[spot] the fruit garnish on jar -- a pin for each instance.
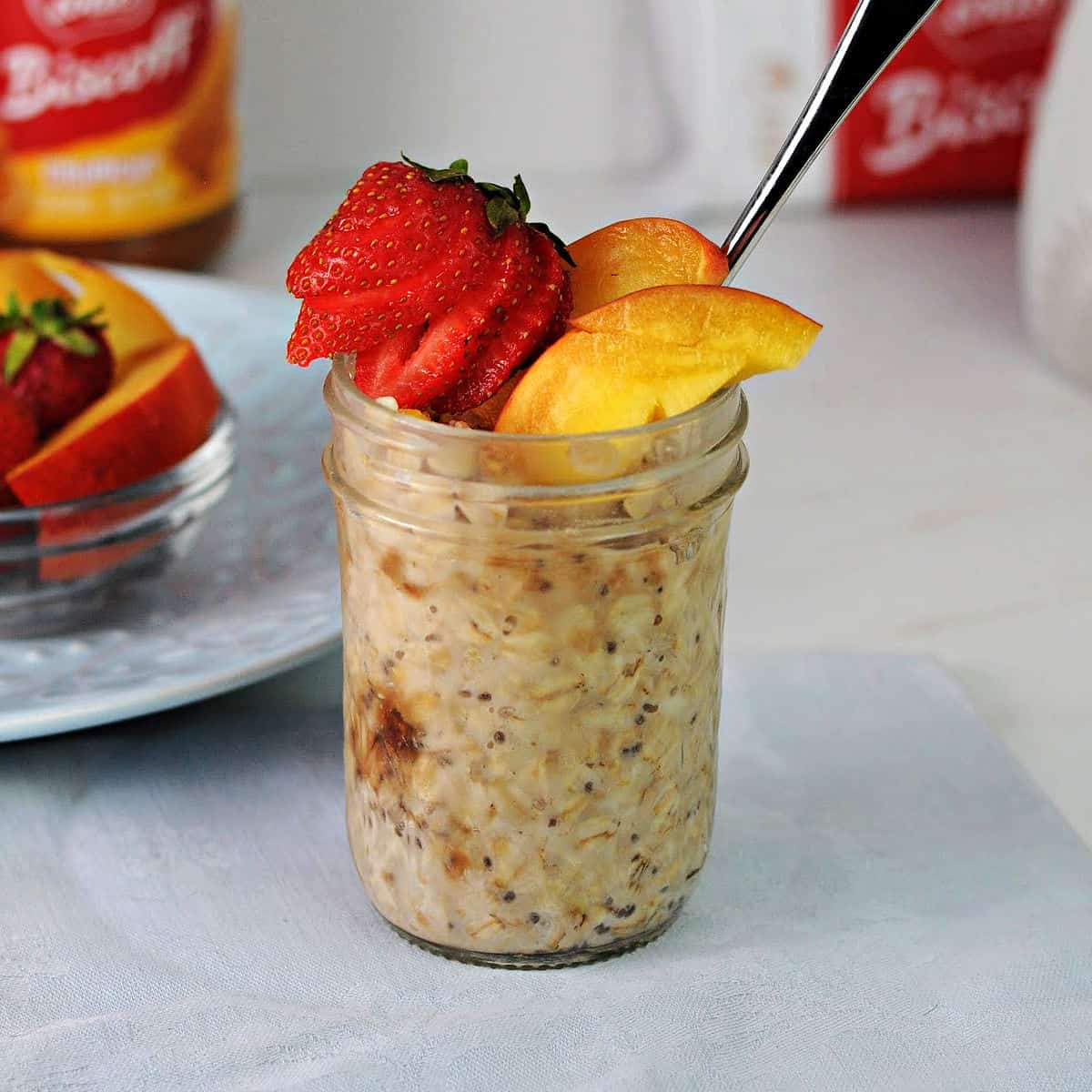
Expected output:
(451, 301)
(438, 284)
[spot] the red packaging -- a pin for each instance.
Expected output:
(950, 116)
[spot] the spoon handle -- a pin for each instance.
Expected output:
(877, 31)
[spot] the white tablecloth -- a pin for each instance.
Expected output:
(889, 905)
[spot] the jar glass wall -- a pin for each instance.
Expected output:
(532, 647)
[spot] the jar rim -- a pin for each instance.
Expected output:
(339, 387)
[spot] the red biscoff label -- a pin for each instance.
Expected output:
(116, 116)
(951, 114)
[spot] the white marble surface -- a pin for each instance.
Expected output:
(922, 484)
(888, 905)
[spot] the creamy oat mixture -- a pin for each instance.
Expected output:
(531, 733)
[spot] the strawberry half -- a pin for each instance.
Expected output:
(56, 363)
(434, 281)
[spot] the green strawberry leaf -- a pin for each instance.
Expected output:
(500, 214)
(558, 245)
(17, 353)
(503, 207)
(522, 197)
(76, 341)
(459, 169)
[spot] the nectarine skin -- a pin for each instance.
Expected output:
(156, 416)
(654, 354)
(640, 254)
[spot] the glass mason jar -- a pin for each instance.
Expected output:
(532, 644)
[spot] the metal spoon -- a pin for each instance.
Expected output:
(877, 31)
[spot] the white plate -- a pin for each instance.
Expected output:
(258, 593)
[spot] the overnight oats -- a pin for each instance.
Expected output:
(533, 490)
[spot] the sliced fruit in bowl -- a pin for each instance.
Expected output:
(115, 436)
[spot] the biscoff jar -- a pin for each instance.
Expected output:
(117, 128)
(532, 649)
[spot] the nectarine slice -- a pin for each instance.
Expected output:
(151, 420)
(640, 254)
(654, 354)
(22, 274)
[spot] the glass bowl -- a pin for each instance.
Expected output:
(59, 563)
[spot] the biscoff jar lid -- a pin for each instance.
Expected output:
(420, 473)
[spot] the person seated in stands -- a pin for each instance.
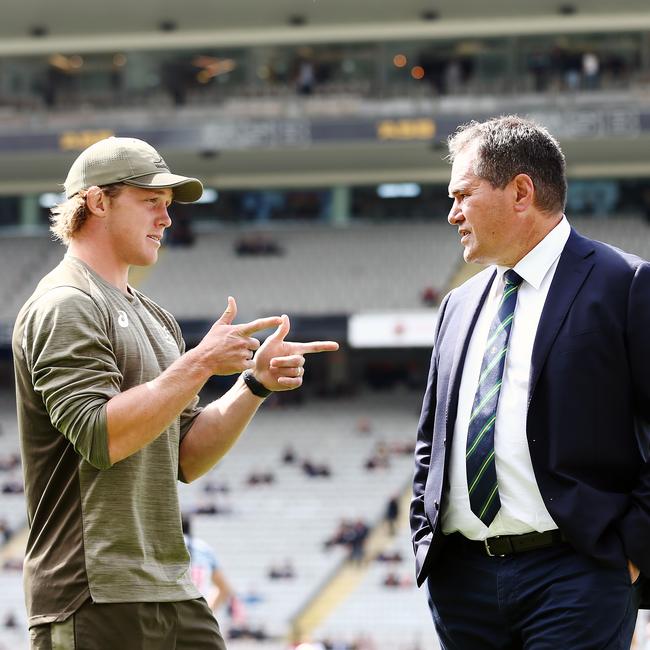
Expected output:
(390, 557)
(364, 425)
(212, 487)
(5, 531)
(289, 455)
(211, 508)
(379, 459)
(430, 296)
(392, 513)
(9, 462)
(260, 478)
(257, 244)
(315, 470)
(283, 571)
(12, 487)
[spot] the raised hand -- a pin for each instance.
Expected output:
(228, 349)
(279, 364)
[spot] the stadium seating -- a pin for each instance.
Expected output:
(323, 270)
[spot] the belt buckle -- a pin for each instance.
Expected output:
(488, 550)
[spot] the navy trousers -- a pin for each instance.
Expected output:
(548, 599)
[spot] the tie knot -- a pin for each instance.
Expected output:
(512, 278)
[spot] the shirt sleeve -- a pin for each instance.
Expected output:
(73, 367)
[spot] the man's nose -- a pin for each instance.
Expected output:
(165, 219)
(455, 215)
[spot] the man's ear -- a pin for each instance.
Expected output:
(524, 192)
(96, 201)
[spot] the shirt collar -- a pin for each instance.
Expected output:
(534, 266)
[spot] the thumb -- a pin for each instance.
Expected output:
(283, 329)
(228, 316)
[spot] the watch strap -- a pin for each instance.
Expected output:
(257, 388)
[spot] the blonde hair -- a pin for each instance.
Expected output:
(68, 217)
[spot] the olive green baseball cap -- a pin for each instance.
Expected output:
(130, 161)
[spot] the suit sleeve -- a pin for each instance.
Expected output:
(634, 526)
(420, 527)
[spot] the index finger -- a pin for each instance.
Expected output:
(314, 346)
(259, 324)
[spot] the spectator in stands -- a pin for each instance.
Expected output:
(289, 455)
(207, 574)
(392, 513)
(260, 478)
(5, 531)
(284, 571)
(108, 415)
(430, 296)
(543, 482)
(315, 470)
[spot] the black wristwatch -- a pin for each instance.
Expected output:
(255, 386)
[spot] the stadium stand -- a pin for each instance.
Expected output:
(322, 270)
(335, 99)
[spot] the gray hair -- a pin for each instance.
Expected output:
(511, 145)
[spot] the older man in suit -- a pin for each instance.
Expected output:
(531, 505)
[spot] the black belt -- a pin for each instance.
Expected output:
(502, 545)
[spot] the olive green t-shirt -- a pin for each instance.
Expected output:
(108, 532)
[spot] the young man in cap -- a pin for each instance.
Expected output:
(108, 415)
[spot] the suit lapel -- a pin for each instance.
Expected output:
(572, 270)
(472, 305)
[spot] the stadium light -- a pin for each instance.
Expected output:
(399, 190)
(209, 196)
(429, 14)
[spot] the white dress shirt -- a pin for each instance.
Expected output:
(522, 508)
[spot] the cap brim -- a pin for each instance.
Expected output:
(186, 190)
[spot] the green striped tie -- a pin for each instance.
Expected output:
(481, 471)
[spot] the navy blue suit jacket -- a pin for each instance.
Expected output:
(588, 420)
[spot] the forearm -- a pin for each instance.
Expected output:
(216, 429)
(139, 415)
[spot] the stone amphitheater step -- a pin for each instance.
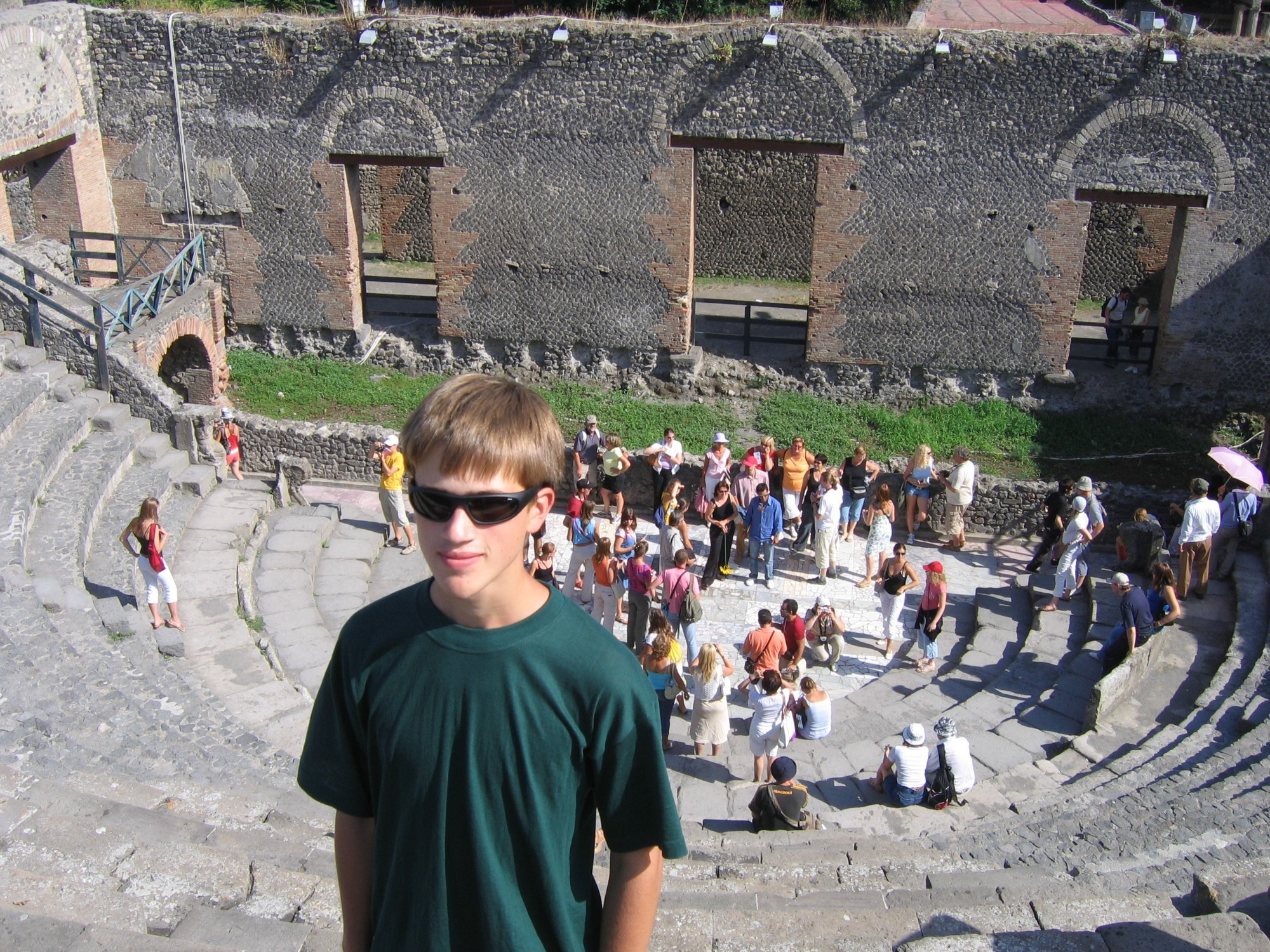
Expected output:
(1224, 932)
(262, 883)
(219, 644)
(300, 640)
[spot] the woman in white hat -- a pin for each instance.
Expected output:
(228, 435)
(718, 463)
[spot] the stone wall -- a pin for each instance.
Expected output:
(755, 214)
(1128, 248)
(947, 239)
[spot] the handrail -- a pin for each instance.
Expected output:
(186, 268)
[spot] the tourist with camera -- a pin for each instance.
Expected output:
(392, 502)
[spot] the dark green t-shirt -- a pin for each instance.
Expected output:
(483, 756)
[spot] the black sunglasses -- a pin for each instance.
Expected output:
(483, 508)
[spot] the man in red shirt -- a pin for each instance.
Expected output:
+-------+
• _Written task_: Reproduce word for word the part of the material that opens with the line containing "[spot] the handrail" and runs to the end of the material.

• _Expected answer_:
[spot] the handrail -- a pin for each instance.
Expected output:
(186, 268)
[spot] the tourist with camera -- a pin for each instance.
Expected output:
(392, 502)
[spot] the dark green t-shirt -- a pin for each instance.
Expected output:
(483, 756)
[spot] the black sunglasses -- a pin for each instance.
Expected output:
(483, 508)
[spot] the man in red shirt -- a pin for each instance.
Expected output:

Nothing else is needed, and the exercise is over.